++++ DOCUMENT PASSAGE

THE EARTH WILL MOVE, but that’s not going to stop SPX. There was some worry about the Bethesda Marriott, the hotel and event center that plays host to the Small Press Expo, otherwise known as Camp Comics. We’d been warned that they’d been hit hard by the earthquake and that the damage might have been bad enough to split the con up over two floors. This wouldn’t have been the end of the world, but there was even talk that the bar would be out of commission. If you’ve been deprived of an SPX experience, know that the bar and balconies are the hub of what is essentially a sleep-away camp for cartoonists. There’s plenty going on in the individual cabins, but you need the big campfire scene. A large cheer to all the Marriott folks for getting the job done and for quelling our qualms in advance. Apparently, Marriot Silver Elite status has its privileges, though we have no idea what that even means.
In addition to the earthquake, there was that whole hurricane thing. We were fine here in New York. Although we were disappointed that our local karaoke bar was closed, others had it even worse. In fact, the CCS Schulz Library was battered by a shipping container that went floating along the White River. While this was yet another weather-related comics catastrophe, the upshot of this story was pretty inspiring. Loads of volunteers saved every last book and mini. You can get more of the story here and you can donate to the library here.

++++++++
++++ MATERIAL PROVIDED

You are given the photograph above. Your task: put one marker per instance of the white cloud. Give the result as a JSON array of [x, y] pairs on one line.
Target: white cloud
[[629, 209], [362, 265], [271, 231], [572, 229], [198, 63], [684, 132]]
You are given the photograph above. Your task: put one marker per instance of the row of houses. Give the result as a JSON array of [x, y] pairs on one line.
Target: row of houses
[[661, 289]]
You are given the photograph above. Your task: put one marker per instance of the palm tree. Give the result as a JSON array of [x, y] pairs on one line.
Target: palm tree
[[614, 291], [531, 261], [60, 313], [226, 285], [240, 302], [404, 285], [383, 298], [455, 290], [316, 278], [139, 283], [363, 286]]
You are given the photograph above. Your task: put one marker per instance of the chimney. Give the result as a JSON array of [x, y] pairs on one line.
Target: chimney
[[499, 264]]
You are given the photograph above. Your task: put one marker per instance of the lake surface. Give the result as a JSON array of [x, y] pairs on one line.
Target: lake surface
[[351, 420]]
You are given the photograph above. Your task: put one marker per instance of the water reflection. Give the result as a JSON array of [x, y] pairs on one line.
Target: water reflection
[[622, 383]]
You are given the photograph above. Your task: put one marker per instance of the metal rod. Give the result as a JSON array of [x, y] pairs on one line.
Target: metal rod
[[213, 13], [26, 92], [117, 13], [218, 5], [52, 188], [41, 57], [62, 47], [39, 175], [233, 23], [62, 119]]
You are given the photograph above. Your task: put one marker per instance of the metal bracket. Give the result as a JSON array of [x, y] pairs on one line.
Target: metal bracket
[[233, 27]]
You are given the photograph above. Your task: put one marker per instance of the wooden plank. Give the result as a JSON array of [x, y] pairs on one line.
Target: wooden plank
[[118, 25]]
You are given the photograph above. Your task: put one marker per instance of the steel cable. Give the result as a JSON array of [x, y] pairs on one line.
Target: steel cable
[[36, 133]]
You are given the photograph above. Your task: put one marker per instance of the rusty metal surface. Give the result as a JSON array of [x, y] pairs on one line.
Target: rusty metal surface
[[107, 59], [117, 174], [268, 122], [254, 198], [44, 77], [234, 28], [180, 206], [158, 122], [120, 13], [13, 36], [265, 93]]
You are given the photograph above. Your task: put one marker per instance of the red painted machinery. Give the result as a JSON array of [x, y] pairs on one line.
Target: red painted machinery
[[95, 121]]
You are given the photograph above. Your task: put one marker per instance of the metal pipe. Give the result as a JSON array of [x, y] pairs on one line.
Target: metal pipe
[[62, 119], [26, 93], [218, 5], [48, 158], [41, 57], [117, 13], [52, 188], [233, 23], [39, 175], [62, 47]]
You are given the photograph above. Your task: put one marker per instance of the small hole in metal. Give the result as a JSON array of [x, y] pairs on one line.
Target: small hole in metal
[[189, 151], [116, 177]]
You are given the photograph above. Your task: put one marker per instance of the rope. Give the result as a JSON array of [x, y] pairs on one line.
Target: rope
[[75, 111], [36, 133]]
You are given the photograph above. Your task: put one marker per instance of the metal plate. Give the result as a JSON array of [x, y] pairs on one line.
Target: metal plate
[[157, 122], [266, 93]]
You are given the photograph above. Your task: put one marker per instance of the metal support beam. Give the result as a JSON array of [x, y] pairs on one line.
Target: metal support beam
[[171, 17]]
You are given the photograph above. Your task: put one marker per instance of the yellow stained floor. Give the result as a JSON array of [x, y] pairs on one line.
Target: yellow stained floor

++++++++

• **EXERCISE A**
Answer these questions using the SPX post:
(i) Which hotel and event center hosts the Small Press Expo?
(ii) What battered the CCS Schulz Library?
(iii) What does the post call the hub of the cartoonists' sleep-away camp?
• **EXERCISE B**
Reproduce the SPX post word for word, everything from "In addition to" down to "the library here.".

• **WORKED SOLUTION A**
(i) The Bethesda Marriott
(ii) A shipping container floating along the White River
(iii) The bar and balconies

• **WORKED SOLUTION B**
In addition to the earthquake, there was that whole hurricane thing. We were fine here in New York. Although we were disappointed that our local karaoke bar was closed, others had it even worse. In fact, the CCS Schulz Library was battered by a shipping container that went floating along the White River. While this was yet another weather-related comics catastrophe, the upshot of this story was pretty inspiring. Loads of volunteers saved every last book and mini. You can get more of the story here and you can donate to the library here.